Set down, character for character, everything in the records below from the line holding "overlapping petal?" down to the line holding "green leaf?", and no other line.

****************************************

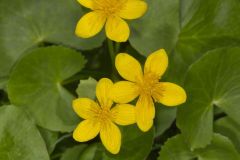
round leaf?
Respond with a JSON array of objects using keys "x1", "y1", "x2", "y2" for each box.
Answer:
[
  {"x1": 177, "y1": 47, "x2": 240, "y2": 149},
  {"x1": 8, "y1": 46, "x2": 86, "y2": 132}
]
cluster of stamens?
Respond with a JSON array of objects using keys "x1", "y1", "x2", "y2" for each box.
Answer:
[
  {"x1": 137, "y1": 72, "x2": 159, "y2": 96},
  {"x1": 95, "y1": 107, "x2": 112, "y2": 123},
  {"x1": 93, "y1": 0, "x2": 126, "y2": 16}
]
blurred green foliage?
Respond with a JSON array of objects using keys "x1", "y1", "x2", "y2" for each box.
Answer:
[{"x1": 0, "y1": 0, "x2": 240, "y2": 159}]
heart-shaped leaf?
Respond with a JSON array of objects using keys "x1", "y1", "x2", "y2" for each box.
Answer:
[
  {"x1": 177, "y1": 47, "x2": 240, "y2": 149},
  {"x1": 8, "y1": 46, "x2": 86, "y2": 132}
]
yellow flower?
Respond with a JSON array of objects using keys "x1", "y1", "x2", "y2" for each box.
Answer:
[
  {"x1": 111, "y1": 49, "x2": 187, "y2": 132},
  {"x1": 75, "y1": 0, "x2": 147, "y2": 42},
  {"x1": 72, "y1": 78, "x2": 135, "y2": 154}
]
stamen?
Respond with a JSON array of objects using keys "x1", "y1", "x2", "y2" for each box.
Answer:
[
  {"x1": 137, "y1": 72, "x2": 159, "y2": 96},
  {"x1": 93, "y1": 0, "x2": 126, "y2": 16},
  {"x1": 96, "y1": 107, "x2": 112, "y2": 123}
]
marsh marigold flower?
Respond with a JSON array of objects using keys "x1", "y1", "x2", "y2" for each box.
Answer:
[
  {"x1": 75, "y1": 0, "x2": 147, "y2": 42},
  {"x1": 111, "y1": 49, "x2": 187, "y2": 132},
  {"x1": 72, "y1": 78, "x2": 135, "y2": 154}
]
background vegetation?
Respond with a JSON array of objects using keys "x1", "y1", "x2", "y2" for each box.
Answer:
[{"x1": 0, "y1": 0, "x2": 240, "y2": 159}]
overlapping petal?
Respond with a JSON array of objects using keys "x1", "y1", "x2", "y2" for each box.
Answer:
[
  {"x1": 100, "y1": 121, "x2": 121, "y2": 154},
  {"x1": 115, "y1": 53, "x2": 143, "y2": 82},
  {"x1": 96, "y1": 78, "x2": 113, "y2": 108},
  {"x1": 135, "y1": 95, "x2": 155, "y2": 132},
  {"x1": 72, "y1": 98, "x2": 100, "y2": 119},
  {"x1": 144, "y1": 49, "x2": 168, "y2": 78},
  {"x1": 111, "y1": 81, "x2": 139, "y2": 103},
  {"x1": 75, "y1": 11, "x2": 106, "y2": 38},
  {"x1": 152, "y1": 82, "x2": 187, "y2": 106},
  {"x1": 73, "y1": 120, "x2": 100, "y2": 142},
  {"x1": 77, "y1": 0, "x2": 94, "y2": 9},
  {"x1": 119, "y1": 0, "x2": 147, "y2": 19},
  {"x1": 111, "y1": 104, "x2": 136, "y2": 125},
  {"x1": 105, "y1": 16, "x2": 130, "y2": 42}
]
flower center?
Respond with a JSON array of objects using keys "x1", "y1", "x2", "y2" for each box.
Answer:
[
  {"x1": 96, "y1": 107, "x2": 111, "y2": 122},
  {"x1": 137, "y1": 72, "x2": 159, "y2": 96},
  {"x1": 93, "y1": 0, "x2": 126, "y2": 16}
]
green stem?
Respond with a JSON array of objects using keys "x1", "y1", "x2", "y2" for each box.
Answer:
[{"x1": 107, "y1": 39, "x2": 119, "y2": 81}]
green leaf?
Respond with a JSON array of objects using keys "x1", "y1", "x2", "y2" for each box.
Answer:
[
  {"x1": 129, "y1": 0, "x2": 240, "y2": 85},
  {"x1": 177, "y1": 0, "x2": 240, "y2": 64},
  {"x1": 0, "y1": 105, "x2": 49, "y2": 160},
  {"x1": 79, "y1": 144, "x2": 102, "y2": 160},
  {"x1": 195, "y1": 134, "x2": 240, "y2": 160},
  {"x1": 60, "y1": 144, "x2": 88, "y2": 160},
  {"x1": 8, "y1": 46, "x2": 86, "y2": 132},
  {"x1": 158, "y1": 134, "x2": 240, "y2": 160},
  {"x1": 0, "y1": 0, "x2": 104, "y2": 78},
  {"x1": 0, "y1": 77, "x2": 8, "y2": 90},
  {"x1": 60, "y1": 143, "x2": 102, "y2": 160},
  {"x1": 169, "y1": 0, "x2": 240, "y2": 83},
  {"x1": 129, "y1": 0, "x2": 179, "y2": 55},
  {"x1": 76, "y1": 77, "x2": 97, "y2": 99},
  {"x1": 155, "y1": 104, "x2": 176, "y2": 137},
  {"x1": 158, "y1": 135, "x2": 196, "y2": 160},
  {"x1": 214, "y1": 117, "x2": 240, "y2": 151},
  {"x1": 102, "y1": 125, "x2": 154, "y2": 160},
  {"x1": 38, "y1": 127, "x2": 59, "y2": 154},
  {"x1": 177, "y1": 47, "x2": 240, "y2": 149},
  {"x1": 61, "y1": 126, "x2": 154, "y2": 160}
]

****************************************

**Your response**
overlapping petal?
Respond with a JSON array of objects using keys "x1", "y1", "x2", "y2" for each box.
Answer:
[
  {"x1": 100, "y1": 121, "x2": 121, "y2": 154},
  {"x1": 115, "y1": 53, "x2": 143, "y2": 82},
  {"x1": 96, "y1": 78, "x2": 113, "y2": 108},
  {"x1": 135, "y1": 95, "x2": 155, "y2": 132},
  {"x1": 72, "y1": 98, "x2": 100, "y2": 119},
  {"x1": 144, "y1": 49, "x2": 168, "y2": 78},
  {"x1": 111, "y1": 81, "x2": 139, "y2": 103},
  {"x1": 75, "y1": 11, "x2": 106, "y2": 38},
  {"x1": 152, "y1": 82, "x2": 187, "y2": 106},
  {"x1": 73, "y1": 120, "x2": 100, "y2": 142},
  {"x1": 77, "y1": 0, "x2": 94, "y2": 9},
  {"x1": 119, "y1": 0, "x2": 147, "y2": 19},
  {"x1": 111, "y1": 104, "x2": 136, "y2": 125},
  {"x1": 105, "y1": 16, "x2": 130, "y2": 42}
]
flower center?
Respond with a JSON array of objects using keys "x1", "y1", "x2", "y2" for each box.
Answer:
[
  {"x1": 96, "y1": 107, "x2": 111, "y2": 122},
  {"x1": 137, "y1": 72, "x2": 159, "y2": 96},
  {"x1": 93, "y1": 0, "x2": 126, "y2": 16}
]
green stem?
Respond with a JSON array of objects using keys "x1", "y1", "x2", "y2" for each box.
Answer:
[{"x1": 107, "y1": 39, "x2": 119, "y2": 81}]
green leaf?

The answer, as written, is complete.